Just as medical practice itself has changed significantly in the past hundred years, so too has the clothing with which it’s associated. While there is still much debate in some circles regarding the advantages of one type of nurse’s uniform over another, there is no debate over the vital role nurses play in the medical field. It’s no accident that many changes to their uniforms over the years have been more a reflection of their increasing stature among their medical peers. In fact, one of the biggest complaints today is that it’s difficult to tell at a glance between a doctor or a nurse. If you think a doctor in the 1950s would be even remotely cool with being mistaken for a nurse or for a nurse to be mistaken for a doctor, well, you’re more optimistic than I am. In any event the ways nurse’s uniforms have evolved throughout their lifespan is fascinating for both fashion buffs and socially conscious types alike. The 1960s uniform is practically haute couture, for example. We also couldn’t imagine being a pre-WWI nurse and having to deal with not having any pockets. Wow.

◇ ◇ ◇

▸ ACTIVITY A:
Answer these questions from the passage on nurses' uniforms:
(i) Over what period has medical practice changed significantly?
(ii) What does the passage call one of the biggest complaints today?
(iii) What did a pre-WWI nurse have to deal with not having?
▸ ACTIVITY B: Continue the passage on nurses' uniforms, starting after its final sentence.

◇ ◇ ◇

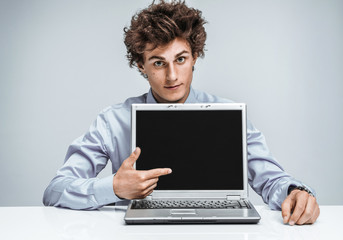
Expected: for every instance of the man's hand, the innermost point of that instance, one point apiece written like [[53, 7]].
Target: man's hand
[[300, 208], [129, 183]]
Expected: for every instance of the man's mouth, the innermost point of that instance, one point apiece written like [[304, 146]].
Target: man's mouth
[[174, 87]]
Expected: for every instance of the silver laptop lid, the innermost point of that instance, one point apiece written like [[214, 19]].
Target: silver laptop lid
[[204, 145]]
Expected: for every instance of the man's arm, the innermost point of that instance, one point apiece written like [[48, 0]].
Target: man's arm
[[268, 179], [129, 183], [75, 184]]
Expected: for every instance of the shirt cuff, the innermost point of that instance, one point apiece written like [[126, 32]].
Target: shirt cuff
[[103, 191]]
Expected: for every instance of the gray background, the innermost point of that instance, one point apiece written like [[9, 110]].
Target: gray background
[[61, 62]]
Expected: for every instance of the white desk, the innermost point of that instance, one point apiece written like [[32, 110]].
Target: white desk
[[107, 223]]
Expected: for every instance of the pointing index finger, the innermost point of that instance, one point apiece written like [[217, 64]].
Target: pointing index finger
[[157, 172]]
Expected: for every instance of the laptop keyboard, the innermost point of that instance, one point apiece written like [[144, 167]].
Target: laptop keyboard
[[215, 204]]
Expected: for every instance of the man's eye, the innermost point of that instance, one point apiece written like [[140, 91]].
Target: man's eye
[[158, 64], [180, 59]]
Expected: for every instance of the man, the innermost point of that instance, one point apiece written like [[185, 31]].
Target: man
[[163, 42]]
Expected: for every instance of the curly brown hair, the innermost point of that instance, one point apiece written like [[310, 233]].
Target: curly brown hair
[[161, 23]]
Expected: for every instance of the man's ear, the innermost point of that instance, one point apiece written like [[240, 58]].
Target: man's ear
[[141, 68]]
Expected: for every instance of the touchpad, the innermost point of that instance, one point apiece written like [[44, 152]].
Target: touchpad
[[182, 211]]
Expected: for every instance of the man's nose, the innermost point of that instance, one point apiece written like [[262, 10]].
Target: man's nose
[[171, 73]]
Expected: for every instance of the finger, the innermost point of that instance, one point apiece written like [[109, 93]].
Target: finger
[[150, 190], [287, 207], [315, 215], [301, 198], [148, 194], [308, 212], [133, 157], [157, 172], [148, 183]]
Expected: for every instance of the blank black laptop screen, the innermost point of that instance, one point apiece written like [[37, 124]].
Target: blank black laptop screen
[[204, 149]]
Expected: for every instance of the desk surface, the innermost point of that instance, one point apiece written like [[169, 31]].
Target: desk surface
[[107, 223]]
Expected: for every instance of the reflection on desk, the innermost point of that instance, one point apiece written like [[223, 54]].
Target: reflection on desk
[[107, 223]]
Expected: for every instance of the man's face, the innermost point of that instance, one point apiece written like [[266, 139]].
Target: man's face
[[169, 70]]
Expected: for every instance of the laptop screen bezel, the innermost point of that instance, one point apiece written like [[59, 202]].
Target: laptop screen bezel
[[161, 194]]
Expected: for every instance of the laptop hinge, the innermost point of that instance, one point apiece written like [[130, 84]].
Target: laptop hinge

◇ ◇ ◇

▸ EXERCISE ANSWER A:
(i) The past hundred years.
(ii) That it's difficult to tell at a glance between a doctor or a nurse.
(iii) Any pockets.

▸ EXERCISE ANSWER B:
In the 1800s, nurses weren’t considered to be particularly important and most wore “servant” uniforms in dark colors with aprons.
It wasn’t until the 1900s that the light-colored uniforms and white caps that would define nursing’s look for the next century would begin to appear.
By 1910 nursing had begun to earn respect as a profession, and clean white uniforms with special insignias and markings to denote specialties and rank.
The onset of WWI brought many practical features that remained in use thereafter, like pockets, lighter materials and easy-to-roll sleeves.
Returning from the war, nurses in the 1920s took those changes with them and the nurse’s uniform we all know and recognize began to take shape.
The 1930s saw only minor updates, in keeping with the fashion of the time.
A significant change in the 1940s was a shift from white coats to white aprons. These were much easier to change into and out of when they needed to be replaced and were easier to launder as well.
The biggest trends in the 1950s were shorter hems and shorter sleeves. The hems were a matter of fashion but also of mobility. Less billow uniforms meant fewer problems maneuvering through increasingly busy hospitals.
As with the rest of the fashions of the ‘60s, minimalism took hold with nurses as well. The modern era of automatic washing machines and dryers meant these easier-to-launder uniforms were a welcome change.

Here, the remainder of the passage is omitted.